A comparison of the two latest Oblivion Reloaded forks/adaptions,
Oblivion Reloaded E3 (ORE3) and the very recently released
Oblivion Reloaded Combined (ORC)
To start off, it probably helps to explain what Oblivion Reloaded (OR) is and what both versions here have in common. The official website states that "Oblivion Reloaded is an OBSE plugin that mainly modifies the rendering pipeline, adding new features and providing screen effects not supported in vanilla Oblivion" which is a pretty good starting point. It grew out of the Oblivion Graphics Extender (OBGE) and in addition to graphics options, it also allows for better memory utilization and purging of RAM/VRAM, meaning that users can enjoy high-resolution texture packs without crashing every 15 minutes. Unfortunately, OR has been severely feature-crept during its development and each update seems to break something. Common complaints are basically down to everything non-graphical related, with mounted combat (that doesn't work), dual wielding (which doesn't work) and an Equipment Mode which allows you to wear shields on your back (this crashed your game until about a year ago) being example of what OR doesn't need to be doing, since they're either unnecessary additions or are better left as individual plugins. Alenet is an autistic Ukrainian, so of course he chimps out whenever people complain about this sort of thing and he threw a tantrum and left Nexus a while ago due to people asking him too many questions about his borderline-essential tool which also lacks proper documentation.

Record excerpts =>
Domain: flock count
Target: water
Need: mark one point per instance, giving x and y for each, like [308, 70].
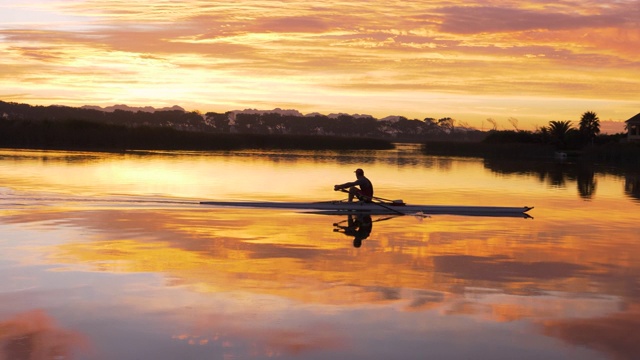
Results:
[110, 256]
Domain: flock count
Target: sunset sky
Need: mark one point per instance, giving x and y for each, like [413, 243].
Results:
[521, 63]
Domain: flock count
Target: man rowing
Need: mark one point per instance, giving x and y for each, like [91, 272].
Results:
[365, 190]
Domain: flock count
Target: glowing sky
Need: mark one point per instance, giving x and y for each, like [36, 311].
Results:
[533, 61]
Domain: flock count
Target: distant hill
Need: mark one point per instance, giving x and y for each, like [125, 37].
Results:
[149, 109]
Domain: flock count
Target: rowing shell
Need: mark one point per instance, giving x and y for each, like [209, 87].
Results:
[341, 207]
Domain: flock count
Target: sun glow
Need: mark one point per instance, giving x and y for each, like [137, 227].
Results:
[379, 58]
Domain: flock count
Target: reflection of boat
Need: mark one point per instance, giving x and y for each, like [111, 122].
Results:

What to work on =>
1. Output the passage of the Oblivion Reloaded comparison from "A comparison of" to "Reloaded Combined (ORC)", copied word for word.
2. How many lines of the records contain the string "Target", with case counting? Give only the number.

Expected results =>
1.
A comparison of the two latest Oblivion Reloaded forks/adaptions,
Oblivion Reloaded E3 (ORE3) and the very recently released
Oblivion Reloaded Combined (ORC)

2. 8